▶ [What the task asks]:
Rewrite the rows from the start of the rows through the line containing "point(241, 271)", replacing "wooden floorboard" with "wooden plank" and leaving everything else unchanged.

Position annotation records
-.-.-

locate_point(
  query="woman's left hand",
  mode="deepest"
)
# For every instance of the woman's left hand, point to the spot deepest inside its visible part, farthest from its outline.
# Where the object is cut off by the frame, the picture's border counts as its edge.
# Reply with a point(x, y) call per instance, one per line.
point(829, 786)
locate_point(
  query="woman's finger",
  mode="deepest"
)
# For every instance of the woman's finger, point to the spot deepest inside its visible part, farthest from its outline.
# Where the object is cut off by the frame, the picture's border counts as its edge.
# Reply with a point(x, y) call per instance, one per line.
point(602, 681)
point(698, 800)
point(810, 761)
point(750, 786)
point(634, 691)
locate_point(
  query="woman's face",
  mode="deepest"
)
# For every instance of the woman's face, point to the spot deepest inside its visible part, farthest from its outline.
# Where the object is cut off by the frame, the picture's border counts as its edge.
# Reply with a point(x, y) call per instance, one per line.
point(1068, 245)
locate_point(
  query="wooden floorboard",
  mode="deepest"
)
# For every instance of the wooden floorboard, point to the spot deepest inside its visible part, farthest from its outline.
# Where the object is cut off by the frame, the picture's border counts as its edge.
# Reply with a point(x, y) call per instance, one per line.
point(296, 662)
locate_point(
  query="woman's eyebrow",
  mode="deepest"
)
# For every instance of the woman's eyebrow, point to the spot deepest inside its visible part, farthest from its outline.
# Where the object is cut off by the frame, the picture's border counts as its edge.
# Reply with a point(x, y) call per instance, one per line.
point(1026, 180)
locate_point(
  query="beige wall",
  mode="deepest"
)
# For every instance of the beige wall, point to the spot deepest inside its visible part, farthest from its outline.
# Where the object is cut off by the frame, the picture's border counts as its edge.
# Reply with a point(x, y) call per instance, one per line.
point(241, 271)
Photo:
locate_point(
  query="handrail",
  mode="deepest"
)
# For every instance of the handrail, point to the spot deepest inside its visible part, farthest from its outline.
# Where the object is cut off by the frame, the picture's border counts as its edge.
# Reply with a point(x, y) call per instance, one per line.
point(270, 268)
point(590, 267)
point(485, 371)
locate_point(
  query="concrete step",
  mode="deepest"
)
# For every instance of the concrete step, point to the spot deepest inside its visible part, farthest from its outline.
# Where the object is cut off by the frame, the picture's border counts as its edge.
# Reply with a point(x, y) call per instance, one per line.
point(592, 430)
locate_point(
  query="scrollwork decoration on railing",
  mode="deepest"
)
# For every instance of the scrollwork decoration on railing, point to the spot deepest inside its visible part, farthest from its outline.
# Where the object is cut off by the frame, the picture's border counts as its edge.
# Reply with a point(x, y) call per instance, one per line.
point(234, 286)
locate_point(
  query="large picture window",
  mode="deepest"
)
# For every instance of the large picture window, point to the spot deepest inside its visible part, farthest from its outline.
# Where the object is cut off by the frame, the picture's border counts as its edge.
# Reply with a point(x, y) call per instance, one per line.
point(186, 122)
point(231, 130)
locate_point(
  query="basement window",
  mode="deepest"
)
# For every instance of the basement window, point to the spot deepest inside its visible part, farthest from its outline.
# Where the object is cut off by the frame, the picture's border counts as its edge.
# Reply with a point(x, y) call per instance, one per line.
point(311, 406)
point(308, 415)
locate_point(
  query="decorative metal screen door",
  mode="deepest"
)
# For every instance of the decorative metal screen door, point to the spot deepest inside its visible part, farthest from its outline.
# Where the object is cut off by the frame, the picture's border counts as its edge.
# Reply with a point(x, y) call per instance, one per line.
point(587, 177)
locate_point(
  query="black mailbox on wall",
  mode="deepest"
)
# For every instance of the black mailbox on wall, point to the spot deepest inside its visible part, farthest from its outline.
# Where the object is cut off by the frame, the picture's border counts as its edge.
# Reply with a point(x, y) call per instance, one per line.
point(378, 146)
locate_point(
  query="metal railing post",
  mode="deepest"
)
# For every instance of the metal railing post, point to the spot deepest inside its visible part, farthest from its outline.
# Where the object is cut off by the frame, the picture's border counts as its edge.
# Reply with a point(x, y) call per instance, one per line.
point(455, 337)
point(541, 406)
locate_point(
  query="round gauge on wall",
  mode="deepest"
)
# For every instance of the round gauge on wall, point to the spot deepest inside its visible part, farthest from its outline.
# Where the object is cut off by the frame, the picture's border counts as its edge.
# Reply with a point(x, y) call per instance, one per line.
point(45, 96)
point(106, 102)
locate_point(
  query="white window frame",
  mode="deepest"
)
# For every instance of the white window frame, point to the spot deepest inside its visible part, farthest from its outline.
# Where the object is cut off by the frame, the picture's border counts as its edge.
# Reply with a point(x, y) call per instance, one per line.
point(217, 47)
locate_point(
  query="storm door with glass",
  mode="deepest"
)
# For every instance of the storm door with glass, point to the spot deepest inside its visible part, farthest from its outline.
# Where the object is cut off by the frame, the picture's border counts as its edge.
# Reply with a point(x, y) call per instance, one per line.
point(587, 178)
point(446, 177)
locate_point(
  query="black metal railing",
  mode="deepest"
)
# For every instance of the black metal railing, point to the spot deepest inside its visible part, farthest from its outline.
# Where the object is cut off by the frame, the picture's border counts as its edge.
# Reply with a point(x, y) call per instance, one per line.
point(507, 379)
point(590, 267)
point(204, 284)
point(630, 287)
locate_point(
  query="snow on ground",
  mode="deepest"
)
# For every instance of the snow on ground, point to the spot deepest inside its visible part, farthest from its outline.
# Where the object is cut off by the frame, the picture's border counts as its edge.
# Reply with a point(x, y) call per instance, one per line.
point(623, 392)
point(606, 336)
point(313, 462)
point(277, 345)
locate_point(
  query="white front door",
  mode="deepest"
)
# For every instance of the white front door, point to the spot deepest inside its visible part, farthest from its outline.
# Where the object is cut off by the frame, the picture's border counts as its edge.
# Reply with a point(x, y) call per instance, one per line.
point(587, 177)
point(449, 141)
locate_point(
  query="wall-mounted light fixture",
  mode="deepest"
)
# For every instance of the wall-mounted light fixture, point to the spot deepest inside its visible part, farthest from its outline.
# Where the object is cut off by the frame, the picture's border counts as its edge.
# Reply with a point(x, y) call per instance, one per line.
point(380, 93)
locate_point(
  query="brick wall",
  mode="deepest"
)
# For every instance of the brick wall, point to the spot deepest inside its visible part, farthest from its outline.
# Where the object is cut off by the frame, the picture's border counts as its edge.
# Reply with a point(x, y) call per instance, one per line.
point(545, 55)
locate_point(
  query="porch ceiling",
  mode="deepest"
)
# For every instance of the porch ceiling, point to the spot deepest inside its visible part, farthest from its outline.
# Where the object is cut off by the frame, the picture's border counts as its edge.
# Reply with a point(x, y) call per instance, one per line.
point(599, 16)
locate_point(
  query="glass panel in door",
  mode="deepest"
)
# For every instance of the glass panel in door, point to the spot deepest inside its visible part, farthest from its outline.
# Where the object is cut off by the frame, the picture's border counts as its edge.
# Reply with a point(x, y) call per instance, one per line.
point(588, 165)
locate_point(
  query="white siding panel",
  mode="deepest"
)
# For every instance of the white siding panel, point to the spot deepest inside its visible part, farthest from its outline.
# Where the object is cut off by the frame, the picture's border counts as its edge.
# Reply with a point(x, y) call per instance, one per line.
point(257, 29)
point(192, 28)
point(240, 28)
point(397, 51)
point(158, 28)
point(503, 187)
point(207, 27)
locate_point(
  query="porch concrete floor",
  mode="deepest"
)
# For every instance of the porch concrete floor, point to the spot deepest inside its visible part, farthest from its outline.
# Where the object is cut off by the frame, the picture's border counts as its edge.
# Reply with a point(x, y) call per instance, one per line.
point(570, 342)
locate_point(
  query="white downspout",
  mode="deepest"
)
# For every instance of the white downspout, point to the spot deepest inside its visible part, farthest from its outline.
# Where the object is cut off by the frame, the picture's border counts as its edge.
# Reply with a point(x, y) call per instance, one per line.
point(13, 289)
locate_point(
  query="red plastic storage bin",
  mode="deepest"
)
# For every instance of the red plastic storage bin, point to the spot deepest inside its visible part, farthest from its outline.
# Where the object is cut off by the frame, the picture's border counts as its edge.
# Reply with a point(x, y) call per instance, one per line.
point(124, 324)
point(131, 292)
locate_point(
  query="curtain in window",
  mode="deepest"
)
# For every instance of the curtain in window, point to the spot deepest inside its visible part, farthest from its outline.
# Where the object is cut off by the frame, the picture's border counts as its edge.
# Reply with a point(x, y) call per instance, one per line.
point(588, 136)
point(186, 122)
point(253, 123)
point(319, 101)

-.-.-

▶ [Answer to this exercise]:
locate_point(
  query="woman's left hand",
  mode="deepest"
)
# For every instance of the woman's left hand, point to the spot deepest inside its visible part, farthest from its outline.
# Where the object is cut off by the frame, the picture's border counts as its edge.
# Reply with a point(x, y) call per instance, one per line.
point(829, 786)
locate_point(
  query="woman's finger",
  mode="deepest"
)
# For every instance of the woman's finger, point to the spot deepest inside its visible part, farthest from its outline.
# Where the object is cut off by the frame, the picture's border counts as its edge.
# Reply with a point(x, y) call per instance, one per line.
point(602, 681)
point(698, 800)
point(810, 761)
point(750, 786)
point(634, 691)
locate_point(
  query="woman's face",
  mode="deepest"
)
# For every instance of the woman's face, point to the spot deepest inside its visible part, farthest from its outline.
# Where the object is cut off by the frame, the picture's border counts as its edge.
# Reply with a point(x, y) call per instance, one per line.
point(1068, 245)
locate_point(
  query="wooden plank",
  mode="deepest"
)
# For every instance of the wooden plank, point to the spot deepest inside its visible part, farthest from its outline.
# Where the object is cut off by the frame, the picture's border counts as its edge.
# Reply with a point(x, y) call per instance, one per line.
point(296, 662)
locate_point(
  query="woman's eyebrow",
  mode="deepest"
)
# For every instance of the woman's eyebrow, point to the spot deepest inside its visible part, farthest from its outline.
# Where the object is cut off by the frame, the picture's border counts as its edge.
# Reply with a point(x, y) call per instance, one per line.
point(1026, 180)
locate_point(
  query="beige wall",
  mode="deepest"
)
# For every instance of the beige wall, point to the spot deepest inside its visible part, farthest from its outline.
# Where the object is cut off by the frame, the picture's border counts as its edge.
# Reply with a point(x, y) call per instance, one per line.
point(241, 271)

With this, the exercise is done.